(Exercise requirements): Reproduce each of the following entries line for line, with no changes.

┌─ Entries supplied

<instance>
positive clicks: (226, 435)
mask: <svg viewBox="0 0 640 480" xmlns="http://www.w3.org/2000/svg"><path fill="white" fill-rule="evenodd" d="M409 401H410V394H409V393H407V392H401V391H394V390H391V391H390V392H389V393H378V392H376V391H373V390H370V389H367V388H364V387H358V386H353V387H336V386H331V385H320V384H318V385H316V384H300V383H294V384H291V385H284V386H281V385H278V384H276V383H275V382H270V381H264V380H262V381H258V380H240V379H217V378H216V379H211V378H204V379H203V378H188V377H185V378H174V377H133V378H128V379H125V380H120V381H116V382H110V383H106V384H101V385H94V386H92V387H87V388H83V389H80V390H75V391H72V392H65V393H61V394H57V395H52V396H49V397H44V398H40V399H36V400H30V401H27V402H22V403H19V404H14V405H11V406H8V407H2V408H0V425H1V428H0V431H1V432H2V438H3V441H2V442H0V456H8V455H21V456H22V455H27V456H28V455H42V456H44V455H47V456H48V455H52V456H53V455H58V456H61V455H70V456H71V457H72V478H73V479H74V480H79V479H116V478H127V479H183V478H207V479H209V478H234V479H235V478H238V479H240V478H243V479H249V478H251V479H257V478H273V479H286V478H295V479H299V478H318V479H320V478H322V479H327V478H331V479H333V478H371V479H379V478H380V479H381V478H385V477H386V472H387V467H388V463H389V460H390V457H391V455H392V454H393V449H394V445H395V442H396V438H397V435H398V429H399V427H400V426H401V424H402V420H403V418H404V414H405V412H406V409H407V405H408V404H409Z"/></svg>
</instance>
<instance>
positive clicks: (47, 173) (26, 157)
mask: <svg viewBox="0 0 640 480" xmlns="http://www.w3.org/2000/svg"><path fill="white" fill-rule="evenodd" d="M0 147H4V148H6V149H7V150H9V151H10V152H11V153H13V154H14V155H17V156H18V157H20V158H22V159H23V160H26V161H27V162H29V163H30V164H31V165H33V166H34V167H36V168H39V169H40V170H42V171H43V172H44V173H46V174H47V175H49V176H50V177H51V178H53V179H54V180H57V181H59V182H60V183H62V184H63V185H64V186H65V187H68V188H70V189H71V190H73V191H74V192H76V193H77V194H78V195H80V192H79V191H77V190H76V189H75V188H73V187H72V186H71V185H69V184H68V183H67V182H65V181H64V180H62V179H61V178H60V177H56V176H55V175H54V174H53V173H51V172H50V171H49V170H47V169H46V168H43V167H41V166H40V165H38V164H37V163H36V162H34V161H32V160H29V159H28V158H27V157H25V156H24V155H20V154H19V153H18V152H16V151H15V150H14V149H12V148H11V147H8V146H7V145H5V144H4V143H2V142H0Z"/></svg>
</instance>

└─

(Result of this task):
<instance>
positive clicks: (226, 435)
mask: <svg viewBox="0 0 640 480" xmlns="http://www.w3.org/2000/svg"><path fill="white" fill-rule="evenodd" d="M409 401H410V394H409V393H407V392H401V391H394V390H391V391H390V392H389V393H378V392H376V391H373V390H370V389H367V388H364V387H358V386H353V387H336V386H331V385H320V384H318V385H316V384H300V383H294V384H291V385H284V386H281V385H278V384H276V383H275V382H270V381H264V380H262V381H258V380H240V379H217V378H216V379H211V378H204V379H203V378H188V377H185V378H174V377H133V378H128V379H125V380H120V381H116V382H110V383H106V384H101V385H94V386H92V387H87V388H83V389H80V390H75V391H72V392H65V393H61V394H57V395H52V396H49V397H44V398H40V399H36V400H30V401H27V402H22V403H19V404H14V405H11V406H8V407H2V408H0V425H1V428H0V431H1V432H2V438H3V441H2V442H0V456H8V455H21V456H22V455H27V456H28V455H42V456H44V455H47V456H48V455H52V456H53V455H58V456H61V455H70V456H71V457H72V478H73V479H74V480H79V479H116V478H127V479H183V478H207V479H209V478H234V479H235V478H238V479H240V478H243V479H249V478H251V479H257V478H273V479H286V478H295V479H299V478H318V479H320V478H322V479H327V478H331V479H333V478H371V479H379V478H380V479H381V478H385V477H386V472H387V467H388V463H389V460H390V457H391V455H392V454H393V449H394V445H395V442H396V438H397V435H398V429H399V427H400V426H401V424H402V420H403V418H404V414H405V412H406V409H407V405H408V404H409Z"/></svg>
</instance>
<instance>
positive clicks: (47, 173) (26, 157)
mask: <svg viewBox="0 0 640 480" xmlns="http://www.w3.org/2000/svg"><path fill="white" fill-rule="evenodd" d="M0 147H4V148H6V149H7V150H9V151H10V152H11V153H13V154H14V155H17V156H18V157H20V158H22V159H23V160H26V161H27V162H29V163H30V164H31V165H33V166H34V167H36V168H39V169H40V170H42V171H43V172H44V173H46V174H47V175H49V176H50V177H51V178H53V179H54V180H57V181H59V182H60V183H62V184H63V185H64V186H65V187H68V188H70V189H71V190H73V191H74V192H76V193H77V194H78V195H80V192H79V191H77V190H76V189H75V188H73V187H72V186H71V185H69V184H68V183H67V182H65V181H64V180H62V179H61V178H60V177H56V176H55V175H54V174H53V173H51V172H50V171H49V170H47V169H46V168H43V167H41V166H40V165H38V164H37V163H36V162H34V161H32V160H29V159H28V158H27V157H25V156H24V155H20V154H19V153H18V152H16V151H15V150H14V149H12V148H11V147H8V146H7V145H5V144H4V143H2V142H0Z"/></svg>
</instance>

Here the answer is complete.